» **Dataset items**
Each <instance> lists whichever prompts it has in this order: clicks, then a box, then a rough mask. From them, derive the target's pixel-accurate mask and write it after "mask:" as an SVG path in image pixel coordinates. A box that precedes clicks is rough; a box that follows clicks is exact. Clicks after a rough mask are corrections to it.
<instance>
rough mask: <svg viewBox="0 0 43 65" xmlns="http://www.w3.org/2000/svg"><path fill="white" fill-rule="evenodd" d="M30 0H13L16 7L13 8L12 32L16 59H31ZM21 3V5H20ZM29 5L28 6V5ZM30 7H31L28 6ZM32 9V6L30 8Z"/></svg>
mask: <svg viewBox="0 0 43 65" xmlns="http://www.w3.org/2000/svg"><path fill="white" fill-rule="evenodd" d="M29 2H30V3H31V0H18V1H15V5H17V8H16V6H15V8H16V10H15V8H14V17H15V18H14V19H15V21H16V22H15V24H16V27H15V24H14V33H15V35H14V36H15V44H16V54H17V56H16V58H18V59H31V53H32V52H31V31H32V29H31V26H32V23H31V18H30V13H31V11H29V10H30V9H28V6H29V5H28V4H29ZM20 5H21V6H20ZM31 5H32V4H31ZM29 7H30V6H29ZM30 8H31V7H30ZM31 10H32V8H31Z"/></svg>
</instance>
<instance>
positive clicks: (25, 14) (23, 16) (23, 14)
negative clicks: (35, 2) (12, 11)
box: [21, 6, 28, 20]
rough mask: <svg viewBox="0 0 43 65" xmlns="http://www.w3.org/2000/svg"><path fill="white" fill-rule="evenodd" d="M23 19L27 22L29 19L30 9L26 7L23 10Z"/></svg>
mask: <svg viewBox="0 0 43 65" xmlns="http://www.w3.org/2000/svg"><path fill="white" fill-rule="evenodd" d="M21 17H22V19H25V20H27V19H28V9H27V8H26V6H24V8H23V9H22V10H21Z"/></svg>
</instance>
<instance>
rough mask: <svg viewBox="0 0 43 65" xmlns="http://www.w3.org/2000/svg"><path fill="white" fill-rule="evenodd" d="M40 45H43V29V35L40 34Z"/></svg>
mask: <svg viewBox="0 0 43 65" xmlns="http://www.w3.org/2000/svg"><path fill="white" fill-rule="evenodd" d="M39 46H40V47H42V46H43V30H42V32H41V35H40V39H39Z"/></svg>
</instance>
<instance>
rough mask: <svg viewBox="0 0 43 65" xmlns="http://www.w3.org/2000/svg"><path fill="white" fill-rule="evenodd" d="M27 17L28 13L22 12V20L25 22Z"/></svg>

» **Work required**
Each line above needs to be written out again exactly.

» **Answer to this problem**
Each <instance> lists whichever prompts it has in this order: clicks, then a box, then a rough mask. From them, derive the target's pixel-accurate mask and write it after "mask:" as an SVG path in image pixel coordinates. A box that precedes clicks is rough; a box that follows clicks is exact. Clicks after a rough mask are corrections to it.
<instance>
rough mask: <svg viewBox="0 0 43 65" xmlns="http://www.w3.org/2000/svg"><path fill="white" fill-rule="evenodd" d="M30 0H13L16 7L13 8L12 32L16 59H31ZM21 3V5H20ZM29 5L28 6V5ZM30 7H31L28 6ZM32 9V6L30 8Z"/></svg>
mask: <svg viewBox="0 0 43 65" xmlns="http://www.w3.org/2000/svg"><path fill="white" fill-rule="evenodd" d="M29 2H30V3H31V0H18V1H15V5H17V8H16V6H15V8H16V10H15V8H14V17H15V18H14V19H15V21H16V22H15V24H16V27H15V24H14V33H15V35H14V36H15V44H16V54H17V56H16V58H18V59H31V53H32V52H31V31H32V29H31V26H32V23H31V18H30V13H31V11H29V10H30V9H28V6H29V5H28V4H29ZM20 5H21V6H20ZM31 5H32V4H31ZM29 7H30V6H29ZM30 8H31V7H30ZM31 10H32V8H31Z"/></svg>
</instance>
<instance>
positive clicks: (25, 14) (23, 16) (23, 14)
negative clicks: (35, 2) (12, 11)
box: [21, 6, 28, 20]
rough mask: <svg viewBox="0 0 43 65" xmlns="http://www.w3.org/2000/svg"><path fill="white" fill-rule="evenodd" d="M23 19L27 22L29 19L30 9L26 7L23 10Z"/></svg>
mask: <svg viewBox="0 0 43 65" xmlns="http://www.w3.org/2000/svg"><path fill="white" fill-rule="evenodd" d="M21 17H22V19H25V20H27V19H28V9H27V8H26V6H24V8H23V9H22V10H21Z"/></svg>
</instance>
<instance>
rough mask: <svg viewBox="0 0 43 65" xmlns="http://www.w3.org/2000/svg"><path fill="white" fill-rule="evenodd" d="M40 45H43V29V35L40 34Z"/></svg>
mask: <svg viewBox="0 0 43 65" xmlns="http://www.w3.org/2000/svg"><path fill="white" fill-rule="evenodd" d="M39 46H40V47H42V46H43V30H42V32H41V35H40V39H39Z"/></svg>
</instance>
<instance>
rough mask: <svg viewBox="0 0 43 65" xmlns="http://www.w3.org/2000/svg"><path fill="white" fill-rule="evenodd" d="M27 17L28 13L22 12V20L25 22Z"/></svg>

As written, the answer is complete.